[Bioperl-l] Bio::SeqIO::new possible wierdness

Chris Dagdigian dag at bioteam.net
Fri Jan 30 09:43:51 EST 2004



We've tried over and over again to get good search going for open-bio.org. 
First we tried ht://dig and then I tried integrating it directly into the 
mailman archives (lots of python hacking).

Nothing works well. htdig takes forever to run, eats disk space and still 
does not provide greate results. 

Right now google is probably best. we may want to discontinue all of our 
own search methods. Or we buy the google appliance thingie that is meant 
for corporate intranets :)

MATERIAL FOR THIS EXERCISE:

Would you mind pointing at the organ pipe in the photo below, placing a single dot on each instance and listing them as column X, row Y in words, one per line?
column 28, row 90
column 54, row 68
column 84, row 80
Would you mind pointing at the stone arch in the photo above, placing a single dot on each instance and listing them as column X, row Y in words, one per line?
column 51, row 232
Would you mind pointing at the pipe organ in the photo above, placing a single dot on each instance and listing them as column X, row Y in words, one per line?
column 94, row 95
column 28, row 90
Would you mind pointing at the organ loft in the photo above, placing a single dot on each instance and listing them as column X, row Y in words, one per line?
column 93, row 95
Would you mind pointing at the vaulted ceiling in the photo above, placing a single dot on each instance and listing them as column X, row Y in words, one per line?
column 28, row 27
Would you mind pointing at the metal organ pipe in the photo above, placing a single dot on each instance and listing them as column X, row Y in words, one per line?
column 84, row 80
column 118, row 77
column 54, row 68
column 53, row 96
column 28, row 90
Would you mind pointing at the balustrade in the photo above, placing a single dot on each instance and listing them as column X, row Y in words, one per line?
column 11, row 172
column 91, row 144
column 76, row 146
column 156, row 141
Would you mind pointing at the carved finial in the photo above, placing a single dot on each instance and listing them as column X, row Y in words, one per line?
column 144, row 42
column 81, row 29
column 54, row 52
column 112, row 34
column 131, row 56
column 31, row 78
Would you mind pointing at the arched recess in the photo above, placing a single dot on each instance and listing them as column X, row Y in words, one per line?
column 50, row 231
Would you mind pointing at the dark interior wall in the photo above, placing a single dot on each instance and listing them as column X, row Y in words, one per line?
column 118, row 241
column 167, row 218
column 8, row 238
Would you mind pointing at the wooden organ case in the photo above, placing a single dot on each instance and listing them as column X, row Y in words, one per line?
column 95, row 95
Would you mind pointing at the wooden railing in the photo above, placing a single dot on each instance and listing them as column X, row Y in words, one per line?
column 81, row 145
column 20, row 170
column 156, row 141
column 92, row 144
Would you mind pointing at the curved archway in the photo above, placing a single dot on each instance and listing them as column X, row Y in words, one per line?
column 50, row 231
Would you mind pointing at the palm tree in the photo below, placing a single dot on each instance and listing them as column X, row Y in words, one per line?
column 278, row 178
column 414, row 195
* * *
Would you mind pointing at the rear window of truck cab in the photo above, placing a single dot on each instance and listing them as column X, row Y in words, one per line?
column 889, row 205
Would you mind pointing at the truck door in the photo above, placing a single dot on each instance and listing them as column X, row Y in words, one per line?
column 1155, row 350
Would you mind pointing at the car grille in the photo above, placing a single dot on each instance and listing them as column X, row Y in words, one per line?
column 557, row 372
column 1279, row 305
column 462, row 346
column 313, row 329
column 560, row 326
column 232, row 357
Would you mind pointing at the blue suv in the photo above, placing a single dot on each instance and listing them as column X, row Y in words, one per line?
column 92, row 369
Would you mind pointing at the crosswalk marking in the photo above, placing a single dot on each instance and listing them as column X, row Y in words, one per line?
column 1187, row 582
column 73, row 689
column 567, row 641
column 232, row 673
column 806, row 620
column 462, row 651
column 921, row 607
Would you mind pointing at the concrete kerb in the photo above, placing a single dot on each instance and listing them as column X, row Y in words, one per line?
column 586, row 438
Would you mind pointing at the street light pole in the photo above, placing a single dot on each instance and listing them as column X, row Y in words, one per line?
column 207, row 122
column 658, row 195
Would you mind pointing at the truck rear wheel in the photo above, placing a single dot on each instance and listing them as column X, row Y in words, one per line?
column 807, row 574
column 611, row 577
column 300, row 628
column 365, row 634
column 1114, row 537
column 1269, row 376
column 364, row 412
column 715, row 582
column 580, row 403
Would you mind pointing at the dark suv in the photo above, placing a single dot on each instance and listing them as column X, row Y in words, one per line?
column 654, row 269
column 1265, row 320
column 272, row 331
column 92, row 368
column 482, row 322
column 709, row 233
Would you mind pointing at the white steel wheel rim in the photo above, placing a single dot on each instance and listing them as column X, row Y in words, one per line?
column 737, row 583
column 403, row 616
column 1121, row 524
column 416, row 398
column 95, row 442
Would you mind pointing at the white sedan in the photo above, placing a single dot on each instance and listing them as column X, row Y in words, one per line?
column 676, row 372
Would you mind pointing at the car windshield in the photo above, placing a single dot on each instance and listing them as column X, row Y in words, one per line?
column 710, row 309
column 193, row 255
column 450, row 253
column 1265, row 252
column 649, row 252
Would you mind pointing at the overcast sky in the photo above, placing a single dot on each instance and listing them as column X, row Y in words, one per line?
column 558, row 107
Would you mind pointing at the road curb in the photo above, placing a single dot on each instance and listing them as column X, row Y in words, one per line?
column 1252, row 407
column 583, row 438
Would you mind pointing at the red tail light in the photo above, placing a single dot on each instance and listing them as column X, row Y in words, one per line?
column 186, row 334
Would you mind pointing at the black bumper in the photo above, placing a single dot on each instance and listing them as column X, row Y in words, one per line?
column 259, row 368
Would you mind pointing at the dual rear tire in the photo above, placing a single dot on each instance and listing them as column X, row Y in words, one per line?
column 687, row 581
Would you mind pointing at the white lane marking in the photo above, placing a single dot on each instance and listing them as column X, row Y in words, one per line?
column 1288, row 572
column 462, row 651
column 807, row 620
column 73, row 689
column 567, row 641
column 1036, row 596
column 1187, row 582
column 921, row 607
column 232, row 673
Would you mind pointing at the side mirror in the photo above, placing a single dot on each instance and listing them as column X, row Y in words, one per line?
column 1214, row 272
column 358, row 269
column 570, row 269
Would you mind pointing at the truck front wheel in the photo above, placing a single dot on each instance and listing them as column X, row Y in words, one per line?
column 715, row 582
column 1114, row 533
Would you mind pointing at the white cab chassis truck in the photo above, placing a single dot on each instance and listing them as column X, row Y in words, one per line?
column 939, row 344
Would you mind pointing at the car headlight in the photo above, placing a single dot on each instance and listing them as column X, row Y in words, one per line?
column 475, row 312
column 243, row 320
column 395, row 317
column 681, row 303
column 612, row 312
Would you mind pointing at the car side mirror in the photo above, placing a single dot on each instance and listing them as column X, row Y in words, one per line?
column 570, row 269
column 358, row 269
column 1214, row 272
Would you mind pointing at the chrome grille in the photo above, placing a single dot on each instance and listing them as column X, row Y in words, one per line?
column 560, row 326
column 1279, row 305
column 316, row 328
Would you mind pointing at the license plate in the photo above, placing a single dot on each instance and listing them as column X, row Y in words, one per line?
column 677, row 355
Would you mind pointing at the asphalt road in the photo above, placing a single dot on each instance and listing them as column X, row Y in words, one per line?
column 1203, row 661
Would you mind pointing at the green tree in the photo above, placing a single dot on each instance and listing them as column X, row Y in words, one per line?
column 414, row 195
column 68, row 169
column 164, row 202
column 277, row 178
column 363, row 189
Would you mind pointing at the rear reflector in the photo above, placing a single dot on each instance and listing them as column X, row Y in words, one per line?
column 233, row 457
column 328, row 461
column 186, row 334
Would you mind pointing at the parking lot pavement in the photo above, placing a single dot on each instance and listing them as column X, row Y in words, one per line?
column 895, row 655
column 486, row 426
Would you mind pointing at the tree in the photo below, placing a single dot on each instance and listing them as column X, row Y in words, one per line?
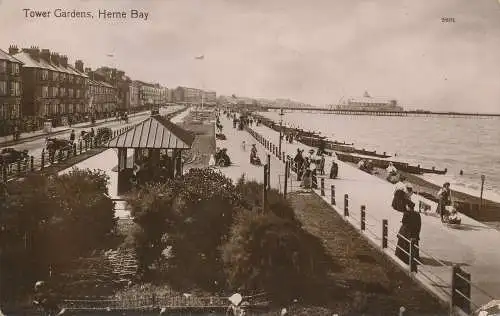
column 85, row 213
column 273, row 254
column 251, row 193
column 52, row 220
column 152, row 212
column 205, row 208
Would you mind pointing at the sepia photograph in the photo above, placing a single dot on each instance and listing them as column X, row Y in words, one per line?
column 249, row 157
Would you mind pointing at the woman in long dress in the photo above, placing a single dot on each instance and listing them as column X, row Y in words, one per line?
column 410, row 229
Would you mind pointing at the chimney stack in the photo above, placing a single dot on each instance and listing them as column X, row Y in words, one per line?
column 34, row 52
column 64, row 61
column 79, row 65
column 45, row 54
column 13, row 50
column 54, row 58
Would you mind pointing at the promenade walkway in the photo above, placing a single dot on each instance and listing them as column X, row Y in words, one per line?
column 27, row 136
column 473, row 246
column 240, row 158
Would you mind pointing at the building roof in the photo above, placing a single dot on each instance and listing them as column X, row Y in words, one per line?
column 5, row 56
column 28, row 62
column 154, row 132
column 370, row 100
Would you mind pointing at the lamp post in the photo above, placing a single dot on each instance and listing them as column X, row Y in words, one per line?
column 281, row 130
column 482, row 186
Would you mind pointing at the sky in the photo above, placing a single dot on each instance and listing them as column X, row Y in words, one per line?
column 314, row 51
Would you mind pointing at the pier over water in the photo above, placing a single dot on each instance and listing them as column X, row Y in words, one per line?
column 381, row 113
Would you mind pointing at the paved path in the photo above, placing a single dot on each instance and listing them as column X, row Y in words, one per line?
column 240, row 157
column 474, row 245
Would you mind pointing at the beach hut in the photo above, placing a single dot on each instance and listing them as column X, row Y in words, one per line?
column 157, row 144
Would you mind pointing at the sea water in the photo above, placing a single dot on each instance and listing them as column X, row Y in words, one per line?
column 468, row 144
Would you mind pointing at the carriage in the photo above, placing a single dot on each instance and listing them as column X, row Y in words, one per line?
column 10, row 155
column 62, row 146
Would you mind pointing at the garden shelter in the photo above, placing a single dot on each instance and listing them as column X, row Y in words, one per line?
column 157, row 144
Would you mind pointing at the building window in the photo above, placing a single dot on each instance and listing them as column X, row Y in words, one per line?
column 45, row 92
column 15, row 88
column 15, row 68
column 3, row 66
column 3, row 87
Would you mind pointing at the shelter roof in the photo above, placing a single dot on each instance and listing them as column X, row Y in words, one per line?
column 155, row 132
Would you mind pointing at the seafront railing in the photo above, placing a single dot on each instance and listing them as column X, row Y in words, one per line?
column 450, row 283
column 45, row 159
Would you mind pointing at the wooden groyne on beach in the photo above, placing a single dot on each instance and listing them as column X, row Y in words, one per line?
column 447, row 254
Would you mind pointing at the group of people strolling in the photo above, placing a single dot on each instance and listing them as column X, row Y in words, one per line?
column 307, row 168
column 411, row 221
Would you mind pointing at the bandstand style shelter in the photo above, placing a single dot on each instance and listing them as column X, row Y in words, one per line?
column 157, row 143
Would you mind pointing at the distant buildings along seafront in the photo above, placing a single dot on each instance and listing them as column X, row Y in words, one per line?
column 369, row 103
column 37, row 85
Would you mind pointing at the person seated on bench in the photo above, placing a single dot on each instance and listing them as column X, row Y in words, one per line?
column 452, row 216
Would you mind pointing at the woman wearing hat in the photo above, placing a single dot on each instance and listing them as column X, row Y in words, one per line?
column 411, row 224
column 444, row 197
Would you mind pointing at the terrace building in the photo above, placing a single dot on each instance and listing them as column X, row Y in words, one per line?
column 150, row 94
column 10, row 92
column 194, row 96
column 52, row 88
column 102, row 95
---
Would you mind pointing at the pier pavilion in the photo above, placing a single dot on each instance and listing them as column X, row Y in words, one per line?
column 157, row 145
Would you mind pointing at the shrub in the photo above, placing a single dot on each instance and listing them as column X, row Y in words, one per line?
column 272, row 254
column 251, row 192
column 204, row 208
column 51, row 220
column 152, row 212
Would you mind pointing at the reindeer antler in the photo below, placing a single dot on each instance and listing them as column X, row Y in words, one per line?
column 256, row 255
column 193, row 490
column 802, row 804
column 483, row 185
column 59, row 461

GIVEN EXERCISE 1: In the entries, take the lines from the one containing "Would you mind pointing at the chimney" through the one containing "column 54, row 58", and rewrite them as a Markdown table with the columns Row and Line. Number each line, and leave out any blank lines.
GIVEN EXERCISE 2: Extend the mailing-list post about search for open-bio.org from where it stops.

WRITTEN RESPONSE 1:
| Row | Line |
|---|---|
| 1 | Would you mind pointing at the chimney stack in the photo above, placing a single dot on each instance and listing them as column X, row Y in words, one per line? |
| 2 | column 34, row 52 |
| 3 | column 64, row 61 |
| 4 | column 79, row 65 |
| 5 | column 45, row 54 |
| 6 | column 13, row 50 |
| 7 | column 54, row 58 |

WRITTEN RESPONSE 2:
-chris


On Fri, 30 Jan 2004, Jason Stajich wrote:

> I dunnno then - Chris has graciously set it up, either ht://dig is not
> doing its job very well or there something mis-configured. We Have tried
> to make the lists searchable at http://search.open-bio.org/ if it isn't
> working properly that is another issue.  google +
> site:open-bio.org pipermail bioperl-l your-term
> also works pretty well.
> 
> It really is a major job making sure all of the website/cvs/server
> components work correctly all the time.  I wish there was a way to give
> Chris more of hand on these things, as he has a full-time consulting gig
> to keep him around in the first place.
> 
> --jason
> 
> On Wed, 28 Jan 2004, Brian Osborne wrote:
> 
> > Jason,
> >
> > I'm a bit suspicious of search.open-bio.org. I enter a term like 'Root' or
> > 'GFF' and get back a dozen hits or so. It's inconceivable to me that there's
> > only 12 messages in bioperl-l since 1999 containing the string 'GFF'.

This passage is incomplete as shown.